**FRAGMENTO DEL TEXTO:**
::::
Sus perros le han enseñado a “dejar a un lado las expectativas que ponemos en los demás”. Gracias a ellos sigue rutinas saludables y se siente feliz, acompañada y con un propósito: cuidar de ellos y de todos los animales que pueda. Por eso también ha sido casa de acogida de algunos peludos y ha colaborado en varias causas benéficas.
A veces pienso que has venido a enseñarme que hay otras maneras de caminar por el mundo. Contigo he descubierto que la felicidad no es más que un animal que duerme sin miedo
Para Elvira Sastre, la manera de querer a los animales es diferente a la de los humanos, en la que siempre se espera el amor de vuelta. “Cuando una quiere a un animal, lo hace sin esperar nada a cambio. Este gesto unidireccional que a veces se ve recompensado y otras no, es el amor más sano que conozco”, plantea, añadiendo que para ella cuidar de un animal, "aunque esté enfermo y duela y asuste”, resulta pacífico y consolador. Eso es lo que le enseñó Tango y ahora le enseñan Viento y Berta.
Elvira Sastre tiene 32 años y más de una decena de publicaciones a sus espaldas, que ahora recoge en su recopilatorio Lo que la poesía aún no ha escrito. Fue su padre quien le inculcó la pasión por la lectura que, desde muy pequeña, la llevó a empezar a escribir. Su primer poemario llegó cuando tenía 21 años y el segundo a los 22. En 2020 salió a la luz su primera novela y, entre tanto, la hemos podido leer “explicándonos la ciudad” en su columna de El País, cuando no está sobre los escenarios con sus recitales por España y Latinoamérica.
::::
**LISTA DE ÍTEMS:**

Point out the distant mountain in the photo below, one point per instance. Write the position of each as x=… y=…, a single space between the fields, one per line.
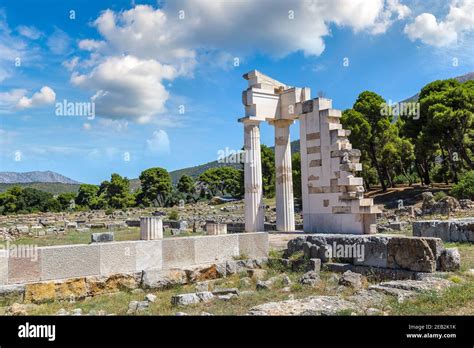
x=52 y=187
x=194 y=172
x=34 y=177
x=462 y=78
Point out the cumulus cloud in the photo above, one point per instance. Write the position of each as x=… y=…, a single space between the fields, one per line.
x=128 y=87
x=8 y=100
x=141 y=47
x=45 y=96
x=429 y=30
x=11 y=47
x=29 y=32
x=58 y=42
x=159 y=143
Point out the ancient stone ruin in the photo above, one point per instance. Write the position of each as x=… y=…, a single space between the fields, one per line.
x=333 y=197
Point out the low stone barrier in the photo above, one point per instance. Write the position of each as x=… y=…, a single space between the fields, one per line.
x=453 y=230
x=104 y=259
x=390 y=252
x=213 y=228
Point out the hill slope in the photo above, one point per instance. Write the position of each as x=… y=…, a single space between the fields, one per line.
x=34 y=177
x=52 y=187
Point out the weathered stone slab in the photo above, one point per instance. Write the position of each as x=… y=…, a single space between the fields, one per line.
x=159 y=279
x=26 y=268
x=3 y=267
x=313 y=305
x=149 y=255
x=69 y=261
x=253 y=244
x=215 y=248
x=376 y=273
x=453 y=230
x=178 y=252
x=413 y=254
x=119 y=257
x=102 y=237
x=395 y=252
::::
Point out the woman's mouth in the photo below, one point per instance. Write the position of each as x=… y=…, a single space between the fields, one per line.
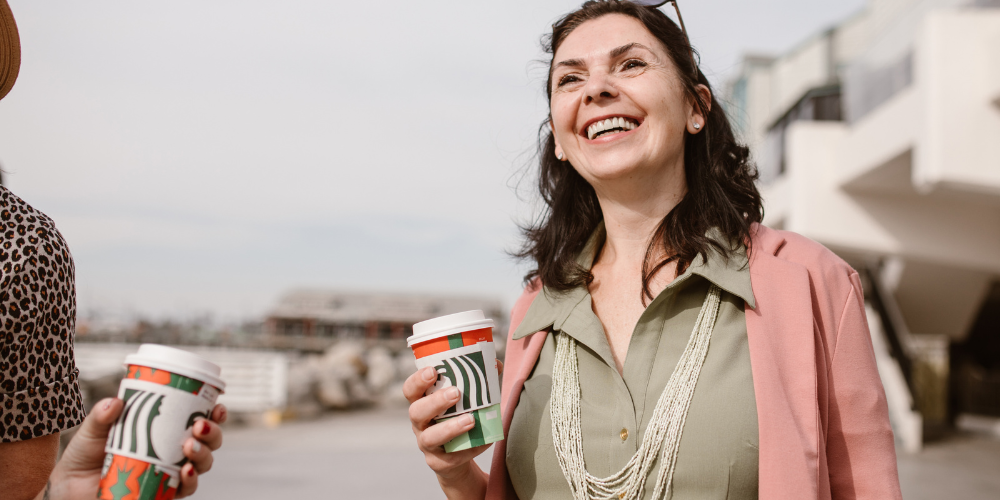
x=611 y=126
::::
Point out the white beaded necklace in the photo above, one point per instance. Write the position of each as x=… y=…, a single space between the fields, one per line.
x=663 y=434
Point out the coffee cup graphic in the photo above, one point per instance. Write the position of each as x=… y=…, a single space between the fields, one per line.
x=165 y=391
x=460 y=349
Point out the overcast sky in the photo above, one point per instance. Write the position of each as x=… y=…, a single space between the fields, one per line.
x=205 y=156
::::
**INSTRUCCIONES:** Según el texto sobre Elvira Sastre, ¿a qué edad publicó su primer poemario?

**SOLUCIÓN DEL EJERCICIO:** A los 21 años.